(Entries on locating named things)
§

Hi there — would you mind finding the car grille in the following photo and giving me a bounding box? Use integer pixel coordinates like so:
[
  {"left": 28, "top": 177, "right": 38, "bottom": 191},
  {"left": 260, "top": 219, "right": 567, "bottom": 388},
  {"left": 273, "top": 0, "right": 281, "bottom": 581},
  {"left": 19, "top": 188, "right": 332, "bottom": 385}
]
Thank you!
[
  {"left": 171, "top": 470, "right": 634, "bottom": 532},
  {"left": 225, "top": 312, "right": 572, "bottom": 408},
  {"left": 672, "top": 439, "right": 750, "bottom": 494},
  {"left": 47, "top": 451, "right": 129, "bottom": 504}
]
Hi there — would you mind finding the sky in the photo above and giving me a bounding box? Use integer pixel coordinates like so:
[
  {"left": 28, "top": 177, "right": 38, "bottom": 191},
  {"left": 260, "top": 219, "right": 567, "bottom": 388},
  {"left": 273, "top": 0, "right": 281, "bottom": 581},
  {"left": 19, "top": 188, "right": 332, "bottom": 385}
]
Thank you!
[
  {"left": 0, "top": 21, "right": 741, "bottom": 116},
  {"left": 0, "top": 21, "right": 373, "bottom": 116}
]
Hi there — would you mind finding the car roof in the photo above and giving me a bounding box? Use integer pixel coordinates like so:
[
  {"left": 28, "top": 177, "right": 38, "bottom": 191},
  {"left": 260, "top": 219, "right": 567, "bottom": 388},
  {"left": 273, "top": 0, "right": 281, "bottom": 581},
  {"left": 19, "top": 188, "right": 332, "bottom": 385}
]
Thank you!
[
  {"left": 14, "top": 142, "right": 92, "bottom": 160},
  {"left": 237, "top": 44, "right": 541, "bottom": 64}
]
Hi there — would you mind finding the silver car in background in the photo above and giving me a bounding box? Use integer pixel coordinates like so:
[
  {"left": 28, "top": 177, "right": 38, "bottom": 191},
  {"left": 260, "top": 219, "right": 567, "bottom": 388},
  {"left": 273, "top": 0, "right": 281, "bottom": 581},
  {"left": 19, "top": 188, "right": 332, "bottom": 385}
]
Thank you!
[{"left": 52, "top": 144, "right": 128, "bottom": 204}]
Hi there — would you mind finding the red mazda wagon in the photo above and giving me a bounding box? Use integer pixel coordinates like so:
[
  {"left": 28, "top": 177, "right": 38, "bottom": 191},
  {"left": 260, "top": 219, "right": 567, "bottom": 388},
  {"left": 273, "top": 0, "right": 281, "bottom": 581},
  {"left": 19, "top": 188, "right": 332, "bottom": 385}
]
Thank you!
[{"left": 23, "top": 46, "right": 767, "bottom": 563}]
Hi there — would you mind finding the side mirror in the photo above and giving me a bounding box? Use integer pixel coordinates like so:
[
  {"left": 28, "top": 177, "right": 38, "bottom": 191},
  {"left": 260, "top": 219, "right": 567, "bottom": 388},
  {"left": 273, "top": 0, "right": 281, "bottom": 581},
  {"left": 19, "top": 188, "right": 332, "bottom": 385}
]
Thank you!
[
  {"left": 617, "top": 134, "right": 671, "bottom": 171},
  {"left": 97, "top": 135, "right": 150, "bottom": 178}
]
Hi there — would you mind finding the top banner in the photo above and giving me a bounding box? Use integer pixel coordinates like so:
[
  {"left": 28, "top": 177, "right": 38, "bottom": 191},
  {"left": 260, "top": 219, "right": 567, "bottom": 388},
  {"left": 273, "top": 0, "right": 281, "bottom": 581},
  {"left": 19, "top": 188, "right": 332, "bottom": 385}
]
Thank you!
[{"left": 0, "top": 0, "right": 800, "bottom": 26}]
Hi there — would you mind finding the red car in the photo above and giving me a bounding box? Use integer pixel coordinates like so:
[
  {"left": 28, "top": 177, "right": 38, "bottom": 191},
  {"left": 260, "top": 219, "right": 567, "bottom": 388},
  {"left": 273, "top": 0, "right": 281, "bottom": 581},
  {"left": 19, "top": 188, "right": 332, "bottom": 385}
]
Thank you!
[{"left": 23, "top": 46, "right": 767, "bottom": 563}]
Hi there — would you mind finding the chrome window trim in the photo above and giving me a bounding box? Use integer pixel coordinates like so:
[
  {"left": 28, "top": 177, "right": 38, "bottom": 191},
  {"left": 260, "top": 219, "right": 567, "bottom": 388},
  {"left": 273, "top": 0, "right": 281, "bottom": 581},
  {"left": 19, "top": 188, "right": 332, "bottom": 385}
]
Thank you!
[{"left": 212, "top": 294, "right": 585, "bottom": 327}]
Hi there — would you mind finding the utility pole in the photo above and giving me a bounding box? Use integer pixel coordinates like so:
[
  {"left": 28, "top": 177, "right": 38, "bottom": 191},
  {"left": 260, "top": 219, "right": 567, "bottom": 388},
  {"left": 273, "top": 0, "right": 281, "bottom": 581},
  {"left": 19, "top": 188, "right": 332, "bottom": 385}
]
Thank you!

§

Instructions for the task:
Copy out all of these lines again, putting "rectangle" wherever "bounding box" occurs and keeping everything else the same.

Output for this task:
Hi there — would you mind finding the car grille in the following photo and giving me a rectangle? Use integer pixel coordinates like so:
[
  {"left": 28, "top": 177, "right": 38, "bottom": 191},
  {"left": 260, "top": 219, "right": 567, "bottom": 388},
  {"left": 273, "top": 0, "right": 281, "bottom": 581},
  {"left": 19, "top": 188, "right": 332, "bottom": 385}
]
Thank you!
[
  {"left": 171, "top": 470, "right": 634, "bottom": 532},
  {"left": 225, "top": 312, "right": 572, "bottom": 408},
  {"left": 672, "top": 439, "right": 750, "bottom": 494},
  {"left": 47, "top": 451, "right": 129, "bottom": 504}
]
Hi there — would you mind finding the sky in the photo above and giving me a rectangle? Use integer pixel coordinates like so:
[
  {"left": 28, "top": 177, "right": 38, "bottom": 191},
  {"left": 260, "top": 219, "right": 567, "bottom": 388},
  {"left": 273, "top": 0, "right": 281, "bottom": 581},
  {"left": 19, "top": 188, "right": 332, "bottom": 385}
]
Thank you!
[
  {"left": 0, "top": 21, "right": 741, "bottom": 116},
  {"left": 0, "top": 21, "right": 373, "bottom": 116}
]
Hi there — would you mind finding the car roof in the photo above and giving me a rectangle? Use integer pixel coordinates like so:
[
  {"left": 28, "top": 177, "right": 38, "bottom": 191},
  {"left": 260, "top": 219, "right": 567, "bottom": 388},
  {"left": 273, "top": 0, "right": 281, "bottom": 581},
  {"left": 19, "top": 188, "right": 332, "bottom": 385}
]
Thank you!
[
  {"left": 14, "top": 142, "right": 92, "bottom": 160},
  {"left": 237, "top": 44, "right": 541, "bottom": 64}
]
Hi there — would you mind finding the silver car in background in the photo above and giving me a rectangle? Use integer pixel coordinates like so:
[
  {"left": 28, "top": 177, "right": 38, "bottom": 191},
  {"left": 260, "top": 219, "right": 567, "bottom": 388},
  {"left": 273, "top": 0, "right": 281, "bottom": 581},
  {"left": 19, "top": 188, "right": 332, "bottom": 385}
]
Thank you!
[{"left": 52, "top": 144, "right": 128, "bottom": 204}]
Hi there — would you mind finding the red mazda wagon in the photo above and giving me a rectangle? Use integer pixel coordinates like so:
[
  {"left": 28, "top": 177, "right": 38, "bottom": 191},
  {"left": 260, "top": 219, "right": 567, "bottom": 388},
  {"left": 273, "top": 0, "right": 281, "bottom": 581},
  {"left": 19, "top": 188, "right": 332, "bottom": 385}
]
Thank you!
[{"left": 23, "top": 46, "right": 767, "bottom": 563}]
Hi there — would you mind finding the side mirror in the photo above and giving me a rectangle? Use integer pixel coordinates like so:
[
  {"left": 28, "top": 177, "right": 38, "bottom": 191},
  {"left": 260, "top": 219, "right": 567, "bottom": 388},
  {"left": 273, "top": 0, "right": 281, "bottom": 581},
  {"left": 19, "top": 188, "right": 332, "bottom": 385}
]
Thank you!
[
  {"left": 617, "top": 134, "right": 671, "bottom": 171},
  {"left": 97, "top": 135, "right": 150, "bottom": 178}
]
Hi there — would you mind finding the top banner in the photo above and giving me a rectangle? Use integer pixel coordinates like so:
[
  {"left": 28, "top": 177, "right": 38, "bottom": 191},
  {"left": 260, "top": 219, "right": 567, "bottom": 388},
  {"left": 273, "top": 0, "right": 281, "bottom": 581},
  {"left": 19, "top": 188, "right": 332, "bottom": 385}
]
Thank you!
[{"left": 0, "top": 0, "right": 800, "bottom": 26}]
Hi there — would you mind finding the red car in the photo above and giving me a rectangle? Use integer pixel coordinates like so:
[
  {"left": 28, "top": 177, "right": 38, "bottom": 191},
  {"left": 260, "top": 219, "right": 567, "bottom": 388},
  {"left": 273, "top": 0, "right": 281, "bottom": 581},
  {"left": 19, "top": 188, "right": 332, "bottom": 385}
]
Thank you!
[{"left": 23, "top": 46, "right": 767, "bottom": 563}]
Hi there — would you mind finding the chrome window trim in the photo above and giving me a rectangle? Use integer pixel coordinates like so:
[
  {"left": 28, "top": 177, "right": 38, "bottom": 191},
  {"left": 260, "top": 219, "right": 567, "bottom": 388},
  {"left": 273, "top": 0, "right": 281, "bottom": 581},
  {"left": 19, "top": 188, "right": 332, "bottom": 385}
]
Thank you!
[{"left": 212, "top": 294, "right": 585, "bottom": 327}]
Hi there — would you mind finding the utility pole in the photo above and giving me a rectangle? Use integer pixel coordinates like so:
[
  {"left": 28, "top": 177, "right": 38, "bottom": 191},
  {"left": 260, "top": 219, "right": 567, "bottom": 388},
  {"left": 273, "top": 0, "right": 281, "bottom": 581},
  {"left": 19, "top": 188, "right": 332, "bottom": 385}
]
Thank you!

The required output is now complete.